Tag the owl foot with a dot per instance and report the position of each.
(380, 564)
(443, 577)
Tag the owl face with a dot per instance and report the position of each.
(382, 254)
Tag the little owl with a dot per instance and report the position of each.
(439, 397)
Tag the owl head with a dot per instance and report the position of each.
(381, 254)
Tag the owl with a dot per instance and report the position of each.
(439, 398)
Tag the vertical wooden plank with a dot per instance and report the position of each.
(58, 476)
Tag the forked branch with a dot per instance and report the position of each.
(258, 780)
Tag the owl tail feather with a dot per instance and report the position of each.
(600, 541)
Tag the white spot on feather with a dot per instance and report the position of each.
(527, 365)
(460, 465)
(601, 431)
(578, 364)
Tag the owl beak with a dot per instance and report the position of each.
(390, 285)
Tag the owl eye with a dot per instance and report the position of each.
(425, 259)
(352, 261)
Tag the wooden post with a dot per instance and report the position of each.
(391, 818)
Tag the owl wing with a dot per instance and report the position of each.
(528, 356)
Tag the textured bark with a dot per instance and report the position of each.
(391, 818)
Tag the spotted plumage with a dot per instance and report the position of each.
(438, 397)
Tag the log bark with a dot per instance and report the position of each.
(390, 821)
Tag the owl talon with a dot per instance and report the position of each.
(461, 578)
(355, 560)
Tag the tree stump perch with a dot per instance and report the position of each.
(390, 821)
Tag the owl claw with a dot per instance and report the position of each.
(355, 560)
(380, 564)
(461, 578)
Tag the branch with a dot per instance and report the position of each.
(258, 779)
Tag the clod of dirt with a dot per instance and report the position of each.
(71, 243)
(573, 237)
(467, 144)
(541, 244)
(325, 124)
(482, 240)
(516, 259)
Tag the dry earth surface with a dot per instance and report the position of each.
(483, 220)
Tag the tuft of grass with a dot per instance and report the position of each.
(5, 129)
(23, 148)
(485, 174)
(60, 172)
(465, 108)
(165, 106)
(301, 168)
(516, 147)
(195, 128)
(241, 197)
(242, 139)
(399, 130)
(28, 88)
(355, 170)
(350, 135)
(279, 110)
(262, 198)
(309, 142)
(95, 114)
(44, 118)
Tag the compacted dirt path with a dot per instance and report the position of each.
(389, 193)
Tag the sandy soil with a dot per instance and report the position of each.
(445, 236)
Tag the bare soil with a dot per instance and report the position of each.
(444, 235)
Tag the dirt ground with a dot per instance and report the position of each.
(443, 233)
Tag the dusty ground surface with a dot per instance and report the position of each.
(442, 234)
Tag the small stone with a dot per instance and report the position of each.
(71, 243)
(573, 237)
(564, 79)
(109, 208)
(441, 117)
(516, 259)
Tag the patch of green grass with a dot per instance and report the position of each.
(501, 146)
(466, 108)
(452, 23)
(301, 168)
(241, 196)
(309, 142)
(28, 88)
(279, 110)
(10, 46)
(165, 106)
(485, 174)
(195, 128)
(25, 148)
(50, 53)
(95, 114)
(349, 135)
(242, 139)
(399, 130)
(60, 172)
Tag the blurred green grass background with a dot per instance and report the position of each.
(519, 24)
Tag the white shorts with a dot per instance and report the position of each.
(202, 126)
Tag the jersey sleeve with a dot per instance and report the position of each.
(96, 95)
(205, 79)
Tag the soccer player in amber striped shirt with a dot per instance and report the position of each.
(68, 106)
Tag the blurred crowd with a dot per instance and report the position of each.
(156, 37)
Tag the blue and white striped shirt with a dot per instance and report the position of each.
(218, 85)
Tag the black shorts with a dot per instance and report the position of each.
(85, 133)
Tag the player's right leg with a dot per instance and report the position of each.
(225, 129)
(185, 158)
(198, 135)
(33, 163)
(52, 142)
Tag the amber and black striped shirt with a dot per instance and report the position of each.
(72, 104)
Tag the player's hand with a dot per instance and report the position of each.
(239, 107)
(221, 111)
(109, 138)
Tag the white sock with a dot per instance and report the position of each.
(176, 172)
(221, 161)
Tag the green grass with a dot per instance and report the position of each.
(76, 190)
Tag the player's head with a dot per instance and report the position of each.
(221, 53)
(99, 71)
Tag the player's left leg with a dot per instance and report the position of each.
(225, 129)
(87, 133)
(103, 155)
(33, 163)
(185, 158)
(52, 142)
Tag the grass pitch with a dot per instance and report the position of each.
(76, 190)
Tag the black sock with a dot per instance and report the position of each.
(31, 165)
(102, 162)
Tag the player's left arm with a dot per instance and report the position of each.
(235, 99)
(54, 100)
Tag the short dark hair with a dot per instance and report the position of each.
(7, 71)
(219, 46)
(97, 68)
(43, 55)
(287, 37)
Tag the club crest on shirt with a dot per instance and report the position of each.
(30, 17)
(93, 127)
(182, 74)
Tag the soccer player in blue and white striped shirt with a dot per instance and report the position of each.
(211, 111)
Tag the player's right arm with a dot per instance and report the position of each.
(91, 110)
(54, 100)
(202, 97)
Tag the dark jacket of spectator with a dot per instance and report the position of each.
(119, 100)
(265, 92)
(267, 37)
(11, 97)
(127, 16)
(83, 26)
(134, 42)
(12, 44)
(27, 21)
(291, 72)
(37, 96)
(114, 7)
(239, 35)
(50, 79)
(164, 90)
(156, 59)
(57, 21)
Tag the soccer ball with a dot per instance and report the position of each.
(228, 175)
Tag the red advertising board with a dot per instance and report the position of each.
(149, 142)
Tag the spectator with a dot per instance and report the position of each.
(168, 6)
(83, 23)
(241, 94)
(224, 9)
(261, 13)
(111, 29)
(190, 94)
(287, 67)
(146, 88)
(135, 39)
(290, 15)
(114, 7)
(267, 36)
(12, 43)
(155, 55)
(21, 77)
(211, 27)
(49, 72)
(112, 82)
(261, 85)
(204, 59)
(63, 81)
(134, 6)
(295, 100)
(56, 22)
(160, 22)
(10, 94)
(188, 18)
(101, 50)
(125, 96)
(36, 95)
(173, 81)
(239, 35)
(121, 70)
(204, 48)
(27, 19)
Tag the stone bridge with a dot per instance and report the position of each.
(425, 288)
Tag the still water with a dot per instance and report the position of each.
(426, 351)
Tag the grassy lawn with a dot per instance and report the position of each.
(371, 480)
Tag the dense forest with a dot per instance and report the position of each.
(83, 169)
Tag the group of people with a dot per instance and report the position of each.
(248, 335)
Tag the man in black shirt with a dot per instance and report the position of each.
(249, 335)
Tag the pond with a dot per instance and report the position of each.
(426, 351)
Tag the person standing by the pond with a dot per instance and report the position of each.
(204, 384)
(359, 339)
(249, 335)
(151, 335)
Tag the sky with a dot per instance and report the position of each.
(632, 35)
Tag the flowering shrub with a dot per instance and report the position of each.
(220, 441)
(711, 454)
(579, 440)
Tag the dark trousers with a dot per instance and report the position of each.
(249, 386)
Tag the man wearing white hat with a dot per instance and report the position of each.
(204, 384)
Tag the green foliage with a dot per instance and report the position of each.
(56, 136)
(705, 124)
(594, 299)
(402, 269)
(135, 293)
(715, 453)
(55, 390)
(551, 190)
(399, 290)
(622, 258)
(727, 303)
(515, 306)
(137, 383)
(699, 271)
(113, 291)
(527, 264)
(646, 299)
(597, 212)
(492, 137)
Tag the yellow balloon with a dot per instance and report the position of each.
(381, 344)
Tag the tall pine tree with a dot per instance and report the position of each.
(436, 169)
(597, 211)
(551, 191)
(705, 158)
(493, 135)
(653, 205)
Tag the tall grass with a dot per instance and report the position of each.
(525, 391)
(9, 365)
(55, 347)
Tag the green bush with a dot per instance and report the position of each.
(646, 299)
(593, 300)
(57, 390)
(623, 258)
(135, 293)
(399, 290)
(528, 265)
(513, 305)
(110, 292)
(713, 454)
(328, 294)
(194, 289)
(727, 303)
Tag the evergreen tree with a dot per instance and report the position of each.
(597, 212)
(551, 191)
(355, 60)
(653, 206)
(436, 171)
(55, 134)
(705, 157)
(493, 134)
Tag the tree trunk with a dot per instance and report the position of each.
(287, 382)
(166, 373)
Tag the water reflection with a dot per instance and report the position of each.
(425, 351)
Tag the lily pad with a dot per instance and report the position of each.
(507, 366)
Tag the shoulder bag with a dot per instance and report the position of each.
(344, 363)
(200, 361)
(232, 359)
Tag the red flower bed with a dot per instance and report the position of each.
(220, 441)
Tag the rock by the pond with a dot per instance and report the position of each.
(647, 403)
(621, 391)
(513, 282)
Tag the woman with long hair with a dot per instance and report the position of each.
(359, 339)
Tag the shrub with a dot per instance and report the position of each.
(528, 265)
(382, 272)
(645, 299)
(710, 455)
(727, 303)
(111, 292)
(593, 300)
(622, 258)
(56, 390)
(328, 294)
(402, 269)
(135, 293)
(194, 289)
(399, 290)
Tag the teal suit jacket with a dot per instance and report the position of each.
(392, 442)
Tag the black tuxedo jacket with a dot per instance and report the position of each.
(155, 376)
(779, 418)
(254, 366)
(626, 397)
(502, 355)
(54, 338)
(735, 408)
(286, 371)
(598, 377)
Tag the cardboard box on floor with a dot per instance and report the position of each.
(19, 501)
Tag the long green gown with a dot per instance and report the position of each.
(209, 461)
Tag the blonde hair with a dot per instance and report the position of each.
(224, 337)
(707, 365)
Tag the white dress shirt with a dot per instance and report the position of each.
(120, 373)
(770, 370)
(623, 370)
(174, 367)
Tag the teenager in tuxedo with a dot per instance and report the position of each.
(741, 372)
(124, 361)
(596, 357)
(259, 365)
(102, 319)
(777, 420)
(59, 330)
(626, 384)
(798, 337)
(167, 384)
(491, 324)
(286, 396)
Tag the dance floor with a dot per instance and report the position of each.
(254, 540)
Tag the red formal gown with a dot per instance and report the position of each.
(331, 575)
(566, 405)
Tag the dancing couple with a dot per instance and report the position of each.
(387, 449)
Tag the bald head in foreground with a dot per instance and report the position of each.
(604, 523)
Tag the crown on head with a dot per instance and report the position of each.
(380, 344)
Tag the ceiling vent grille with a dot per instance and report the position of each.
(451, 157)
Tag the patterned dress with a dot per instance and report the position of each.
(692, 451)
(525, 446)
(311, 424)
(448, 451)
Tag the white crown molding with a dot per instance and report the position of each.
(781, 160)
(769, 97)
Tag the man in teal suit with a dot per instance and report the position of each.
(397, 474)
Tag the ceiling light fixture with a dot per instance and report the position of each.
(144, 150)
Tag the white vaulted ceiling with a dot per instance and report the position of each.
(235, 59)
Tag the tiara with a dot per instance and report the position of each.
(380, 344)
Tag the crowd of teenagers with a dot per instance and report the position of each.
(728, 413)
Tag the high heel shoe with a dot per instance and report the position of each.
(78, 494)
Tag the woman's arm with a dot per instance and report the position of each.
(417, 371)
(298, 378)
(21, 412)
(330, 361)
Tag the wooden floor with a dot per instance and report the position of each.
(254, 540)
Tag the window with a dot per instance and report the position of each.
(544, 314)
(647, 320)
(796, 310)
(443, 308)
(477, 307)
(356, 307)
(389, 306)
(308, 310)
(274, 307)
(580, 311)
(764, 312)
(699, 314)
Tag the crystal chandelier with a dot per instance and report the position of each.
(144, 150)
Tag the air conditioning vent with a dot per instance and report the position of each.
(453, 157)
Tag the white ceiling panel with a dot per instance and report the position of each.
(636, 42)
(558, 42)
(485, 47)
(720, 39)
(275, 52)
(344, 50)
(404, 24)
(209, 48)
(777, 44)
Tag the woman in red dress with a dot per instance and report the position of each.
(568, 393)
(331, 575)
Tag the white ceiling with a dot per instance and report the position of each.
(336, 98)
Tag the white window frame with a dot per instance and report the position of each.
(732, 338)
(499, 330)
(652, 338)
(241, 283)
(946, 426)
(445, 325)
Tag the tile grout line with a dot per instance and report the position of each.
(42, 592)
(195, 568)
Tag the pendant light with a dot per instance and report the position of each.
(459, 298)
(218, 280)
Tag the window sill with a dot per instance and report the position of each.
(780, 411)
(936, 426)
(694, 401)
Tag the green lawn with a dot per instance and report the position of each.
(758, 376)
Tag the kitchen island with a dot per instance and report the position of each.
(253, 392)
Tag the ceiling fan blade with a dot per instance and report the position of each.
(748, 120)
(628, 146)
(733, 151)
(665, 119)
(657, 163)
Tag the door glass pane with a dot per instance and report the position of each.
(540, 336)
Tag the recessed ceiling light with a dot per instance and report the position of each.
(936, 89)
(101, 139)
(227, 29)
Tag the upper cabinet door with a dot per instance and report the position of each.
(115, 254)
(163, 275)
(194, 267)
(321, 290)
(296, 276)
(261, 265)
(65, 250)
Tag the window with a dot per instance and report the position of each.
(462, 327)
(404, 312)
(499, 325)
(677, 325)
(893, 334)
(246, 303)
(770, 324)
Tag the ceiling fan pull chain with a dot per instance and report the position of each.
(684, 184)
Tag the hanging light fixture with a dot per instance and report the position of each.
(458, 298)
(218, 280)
:::
Take the line that contains "Tag the recessed" and each line after it down to the last of the records, and retype them exactly; add nothing else.

**Solution to this exercise:**
Tag the recessed ceiling light with a dot per instance and report the position of each.
(936, 89)
(101, 139)
(227, 29)
Tag the upper cabinet door with a dot per instance and report the position of each.
(115, 254)
(163, 275)
(194, 267)
(321, 290)
(296, 276)
(261, 265)
(65, 250)
Tag the window with a dot per instance and report the position of each.
(462, 327)
(404, 312)
(499, 325)
(677, 325)
(893, 334)
(246, 303)
(770, 324)
Tag the ceiling fan pull chain with a dot per instance and report the position of each.
(684, 184)
Tag the hanging light fixture with a dot per instance and report the position of each.
(458, 298)
(218, 280)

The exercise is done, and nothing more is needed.